__Assigned task__
Show each line of the data below that has the string "grass" in it.

__Given records__
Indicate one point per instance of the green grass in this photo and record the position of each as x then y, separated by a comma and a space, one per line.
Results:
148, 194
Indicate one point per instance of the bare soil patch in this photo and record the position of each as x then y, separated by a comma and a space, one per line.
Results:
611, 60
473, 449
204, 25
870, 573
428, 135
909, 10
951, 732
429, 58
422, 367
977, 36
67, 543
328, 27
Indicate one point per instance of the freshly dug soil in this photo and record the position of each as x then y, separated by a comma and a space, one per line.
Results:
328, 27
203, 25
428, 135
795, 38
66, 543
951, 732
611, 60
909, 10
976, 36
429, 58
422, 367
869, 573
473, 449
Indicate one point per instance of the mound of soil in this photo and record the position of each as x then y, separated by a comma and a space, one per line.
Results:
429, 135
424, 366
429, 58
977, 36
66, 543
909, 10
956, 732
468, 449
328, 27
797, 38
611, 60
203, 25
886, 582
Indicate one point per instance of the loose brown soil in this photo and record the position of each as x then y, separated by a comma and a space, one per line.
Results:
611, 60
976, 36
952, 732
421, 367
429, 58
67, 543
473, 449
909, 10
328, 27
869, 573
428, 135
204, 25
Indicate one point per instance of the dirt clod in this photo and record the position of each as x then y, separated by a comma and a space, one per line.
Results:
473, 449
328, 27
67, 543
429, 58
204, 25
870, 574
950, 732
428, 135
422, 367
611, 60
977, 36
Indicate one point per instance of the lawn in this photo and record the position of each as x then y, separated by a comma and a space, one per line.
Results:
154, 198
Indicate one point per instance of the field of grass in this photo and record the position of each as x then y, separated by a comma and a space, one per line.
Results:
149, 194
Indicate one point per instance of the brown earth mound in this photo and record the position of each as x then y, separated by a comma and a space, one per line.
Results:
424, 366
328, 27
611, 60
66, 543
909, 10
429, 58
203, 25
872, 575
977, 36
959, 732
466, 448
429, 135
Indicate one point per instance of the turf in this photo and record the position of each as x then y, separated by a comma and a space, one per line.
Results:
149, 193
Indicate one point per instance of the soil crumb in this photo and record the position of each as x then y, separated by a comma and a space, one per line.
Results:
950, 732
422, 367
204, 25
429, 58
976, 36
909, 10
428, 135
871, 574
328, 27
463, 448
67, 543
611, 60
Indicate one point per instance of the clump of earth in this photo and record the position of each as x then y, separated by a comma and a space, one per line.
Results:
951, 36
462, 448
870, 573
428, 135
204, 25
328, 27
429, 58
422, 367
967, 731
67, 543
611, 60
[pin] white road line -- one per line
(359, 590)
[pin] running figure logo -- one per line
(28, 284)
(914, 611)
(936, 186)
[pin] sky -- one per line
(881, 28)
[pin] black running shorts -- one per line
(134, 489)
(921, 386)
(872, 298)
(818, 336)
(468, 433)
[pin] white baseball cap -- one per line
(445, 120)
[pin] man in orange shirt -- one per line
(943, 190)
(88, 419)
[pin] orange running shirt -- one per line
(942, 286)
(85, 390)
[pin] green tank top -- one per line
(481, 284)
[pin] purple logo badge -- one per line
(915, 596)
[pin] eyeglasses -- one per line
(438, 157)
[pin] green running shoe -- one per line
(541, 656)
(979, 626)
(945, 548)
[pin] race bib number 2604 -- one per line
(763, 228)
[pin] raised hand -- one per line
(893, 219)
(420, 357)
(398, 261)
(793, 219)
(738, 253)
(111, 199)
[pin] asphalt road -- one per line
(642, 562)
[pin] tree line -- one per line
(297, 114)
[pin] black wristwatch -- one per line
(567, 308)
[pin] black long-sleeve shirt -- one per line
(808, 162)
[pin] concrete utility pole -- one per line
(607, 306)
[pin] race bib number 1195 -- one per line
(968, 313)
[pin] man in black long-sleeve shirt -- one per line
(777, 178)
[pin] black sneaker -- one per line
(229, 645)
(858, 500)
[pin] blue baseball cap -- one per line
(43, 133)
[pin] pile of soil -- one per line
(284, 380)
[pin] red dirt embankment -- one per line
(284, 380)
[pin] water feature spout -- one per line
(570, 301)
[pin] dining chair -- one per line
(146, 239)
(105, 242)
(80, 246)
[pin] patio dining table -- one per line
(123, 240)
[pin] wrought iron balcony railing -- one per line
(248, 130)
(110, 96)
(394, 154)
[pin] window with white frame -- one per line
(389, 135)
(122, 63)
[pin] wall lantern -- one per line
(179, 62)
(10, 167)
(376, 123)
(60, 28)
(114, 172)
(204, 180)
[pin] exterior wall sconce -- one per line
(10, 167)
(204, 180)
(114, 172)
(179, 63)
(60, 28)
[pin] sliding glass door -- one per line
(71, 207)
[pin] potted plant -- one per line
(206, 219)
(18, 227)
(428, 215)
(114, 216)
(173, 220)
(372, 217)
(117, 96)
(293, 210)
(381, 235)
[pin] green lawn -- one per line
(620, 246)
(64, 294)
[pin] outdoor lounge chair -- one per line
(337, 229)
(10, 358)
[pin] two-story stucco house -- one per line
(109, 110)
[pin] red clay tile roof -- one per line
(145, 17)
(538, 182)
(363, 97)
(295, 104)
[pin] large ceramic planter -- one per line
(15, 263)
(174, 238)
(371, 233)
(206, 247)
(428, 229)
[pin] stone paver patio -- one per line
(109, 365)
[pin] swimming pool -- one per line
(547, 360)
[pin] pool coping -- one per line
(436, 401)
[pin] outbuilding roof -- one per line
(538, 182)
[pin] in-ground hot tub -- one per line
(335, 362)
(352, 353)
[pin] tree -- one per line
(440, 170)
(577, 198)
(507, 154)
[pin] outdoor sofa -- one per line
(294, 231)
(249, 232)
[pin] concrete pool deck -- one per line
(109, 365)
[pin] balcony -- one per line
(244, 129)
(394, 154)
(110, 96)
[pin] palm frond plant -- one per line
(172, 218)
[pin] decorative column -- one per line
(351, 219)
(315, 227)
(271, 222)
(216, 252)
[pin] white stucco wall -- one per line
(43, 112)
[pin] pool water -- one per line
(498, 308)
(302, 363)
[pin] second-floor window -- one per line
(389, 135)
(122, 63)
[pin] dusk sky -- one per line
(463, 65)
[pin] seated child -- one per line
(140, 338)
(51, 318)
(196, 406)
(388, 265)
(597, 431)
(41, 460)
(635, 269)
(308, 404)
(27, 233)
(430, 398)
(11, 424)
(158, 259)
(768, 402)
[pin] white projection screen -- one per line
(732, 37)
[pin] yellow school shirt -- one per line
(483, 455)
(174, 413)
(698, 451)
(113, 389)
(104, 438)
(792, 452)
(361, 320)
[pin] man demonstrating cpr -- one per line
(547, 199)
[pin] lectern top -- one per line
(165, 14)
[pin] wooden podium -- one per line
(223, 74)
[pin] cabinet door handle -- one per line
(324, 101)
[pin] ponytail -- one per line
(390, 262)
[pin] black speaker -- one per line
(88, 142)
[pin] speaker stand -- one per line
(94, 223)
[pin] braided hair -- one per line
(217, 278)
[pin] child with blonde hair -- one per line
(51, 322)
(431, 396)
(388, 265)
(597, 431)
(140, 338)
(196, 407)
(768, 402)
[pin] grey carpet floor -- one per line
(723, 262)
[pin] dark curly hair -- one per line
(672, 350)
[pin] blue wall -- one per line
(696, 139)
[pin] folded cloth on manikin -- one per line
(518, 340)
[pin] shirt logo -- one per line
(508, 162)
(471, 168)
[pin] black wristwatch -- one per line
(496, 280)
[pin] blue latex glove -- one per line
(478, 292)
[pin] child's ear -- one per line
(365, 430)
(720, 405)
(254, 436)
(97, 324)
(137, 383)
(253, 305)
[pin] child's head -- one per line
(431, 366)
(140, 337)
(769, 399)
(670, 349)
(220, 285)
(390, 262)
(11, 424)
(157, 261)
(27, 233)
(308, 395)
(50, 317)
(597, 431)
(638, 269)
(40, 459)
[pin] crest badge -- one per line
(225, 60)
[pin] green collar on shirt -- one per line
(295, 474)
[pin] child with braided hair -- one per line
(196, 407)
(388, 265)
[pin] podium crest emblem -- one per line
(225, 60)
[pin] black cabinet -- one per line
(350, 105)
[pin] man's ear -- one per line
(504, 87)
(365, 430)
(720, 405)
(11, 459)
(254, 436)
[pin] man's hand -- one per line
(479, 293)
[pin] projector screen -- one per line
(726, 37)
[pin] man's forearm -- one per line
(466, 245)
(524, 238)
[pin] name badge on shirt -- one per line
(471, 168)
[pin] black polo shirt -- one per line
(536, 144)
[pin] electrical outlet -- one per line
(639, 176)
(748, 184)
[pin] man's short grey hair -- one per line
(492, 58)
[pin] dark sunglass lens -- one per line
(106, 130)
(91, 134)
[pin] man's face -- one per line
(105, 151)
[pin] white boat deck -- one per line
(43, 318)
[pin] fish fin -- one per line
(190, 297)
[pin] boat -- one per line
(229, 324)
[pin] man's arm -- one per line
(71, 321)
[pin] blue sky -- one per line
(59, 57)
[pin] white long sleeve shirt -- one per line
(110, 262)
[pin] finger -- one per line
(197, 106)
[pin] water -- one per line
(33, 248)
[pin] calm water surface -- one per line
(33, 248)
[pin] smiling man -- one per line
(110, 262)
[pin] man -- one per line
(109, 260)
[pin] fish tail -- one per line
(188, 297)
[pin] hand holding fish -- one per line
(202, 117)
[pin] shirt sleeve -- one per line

__Output for this task__
Indicate one point per instance of the green grass in this photo and record the position of each as x then y, separated by a comma and a space, one per line.
Indicate one point per instance of the field of grass in this photo and record the position of each as x then y, separated by a comma and a space, one per line.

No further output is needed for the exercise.